Written exercise: Copy out the part of the items that opens with the line containing "indicate the blue sky, one dot per instance" and closes at the end of the items, keeping every line. Shift each answer's point coordinates by adding 148 to every number, leave the format samples unchanged, and leave the picture out.

start

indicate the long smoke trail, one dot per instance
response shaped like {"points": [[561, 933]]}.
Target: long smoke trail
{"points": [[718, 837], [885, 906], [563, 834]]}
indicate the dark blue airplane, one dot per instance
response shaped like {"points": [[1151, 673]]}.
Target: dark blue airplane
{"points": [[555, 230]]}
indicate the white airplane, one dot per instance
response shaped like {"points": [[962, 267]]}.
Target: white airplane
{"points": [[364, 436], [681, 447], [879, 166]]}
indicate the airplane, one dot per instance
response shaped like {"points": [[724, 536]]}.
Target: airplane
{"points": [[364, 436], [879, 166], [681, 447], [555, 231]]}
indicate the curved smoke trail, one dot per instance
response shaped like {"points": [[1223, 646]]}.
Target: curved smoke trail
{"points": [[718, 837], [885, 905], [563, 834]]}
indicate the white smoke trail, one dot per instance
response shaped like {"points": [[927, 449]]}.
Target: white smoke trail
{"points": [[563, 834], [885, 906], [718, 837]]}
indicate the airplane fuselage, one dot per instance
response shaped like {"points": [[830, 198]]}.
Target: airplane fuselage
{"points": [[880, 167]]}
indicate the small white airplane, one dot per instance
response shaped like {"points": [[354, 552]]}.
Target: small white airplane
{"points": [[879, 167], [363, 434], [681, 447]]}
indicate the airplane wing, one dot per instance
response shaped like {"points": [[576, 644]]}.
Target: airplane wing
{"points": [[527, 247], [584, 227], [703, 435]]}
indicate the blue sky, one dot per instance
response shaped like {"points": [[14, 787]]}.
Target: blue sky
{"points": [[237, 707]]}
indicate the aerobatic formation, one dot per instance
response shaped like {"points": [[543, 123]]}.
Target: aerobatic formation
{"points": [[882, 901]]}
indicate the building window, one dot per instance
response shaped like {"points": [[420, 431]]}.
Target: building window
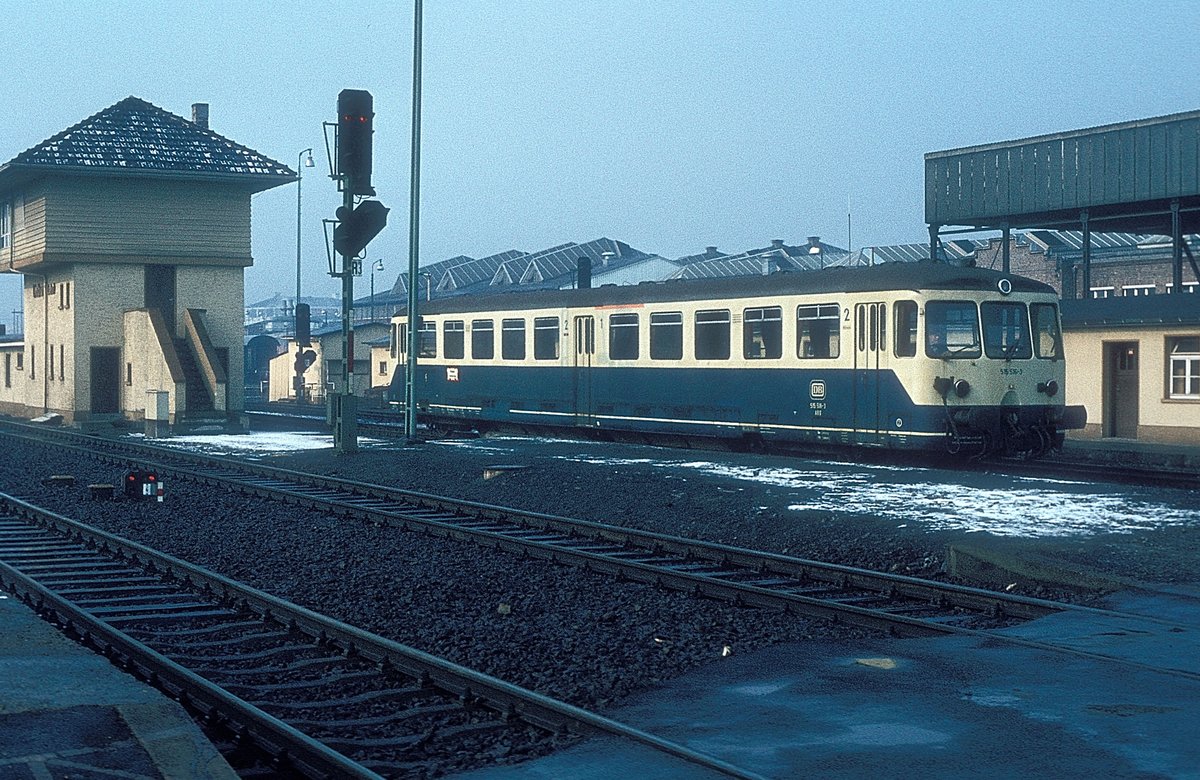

end

Result of the exercise:
indicate the blue sky, one dot per instance
response shaped like {"points": [[14, 787]]}.
Target: blue sky
{"points": [[385, 855]]}
indicate the aerobatic formation, one dot per instance
response shaped like {"points": [[543, 123]]}.
Target: aerobatic formation
{"points": [[1030, 1049]]}
indicate the building window, one dot per instance
response shaped like {"points": [[420, 431]]}.
Target: building window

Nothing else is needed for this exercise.